In your reply, repeat every entry exactly and skip over each picture.

[Stored items]
********

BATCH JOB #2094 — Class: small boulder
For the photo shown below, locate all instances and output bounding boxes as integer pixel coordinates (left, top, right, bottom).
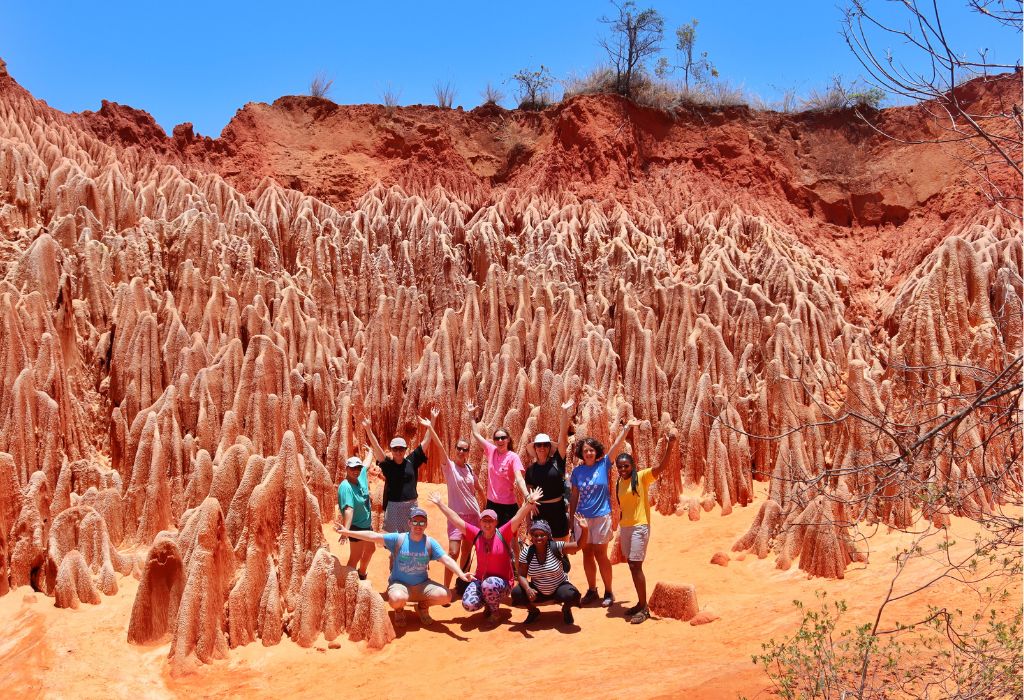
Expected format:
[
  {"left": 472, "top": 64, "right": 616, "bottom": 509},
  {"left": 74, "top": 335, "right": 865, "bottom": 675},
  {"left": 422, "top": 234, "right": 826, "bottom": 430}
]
[
  {"left": 710, "top": 551, "right": 730, "bottom": 567},
  {"left": 648, "top": 582, "right": 699, "bottom": 622}
]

********

Solution below =
BATCH JOB #2094 — Class: small boulder
For the photo shown below, locate all instances and output bounding boxes as integer pixel coordinates (left, top, right, bottom).
Expected format:
[
  {"left": 472, "top": 64, "right": 616, "bottom": 509},
  {"left": 74, "top": 335, "right": 865, "bottom": 675},
  {"left": 422, "top": 234, "right": 826, "bottom": 430}
]
[
  {"left": 710, "top": 551, "right": 730, "bottom": 567},
  {"left": 648, "top": 582, "right": 699, "bottom": 622}
]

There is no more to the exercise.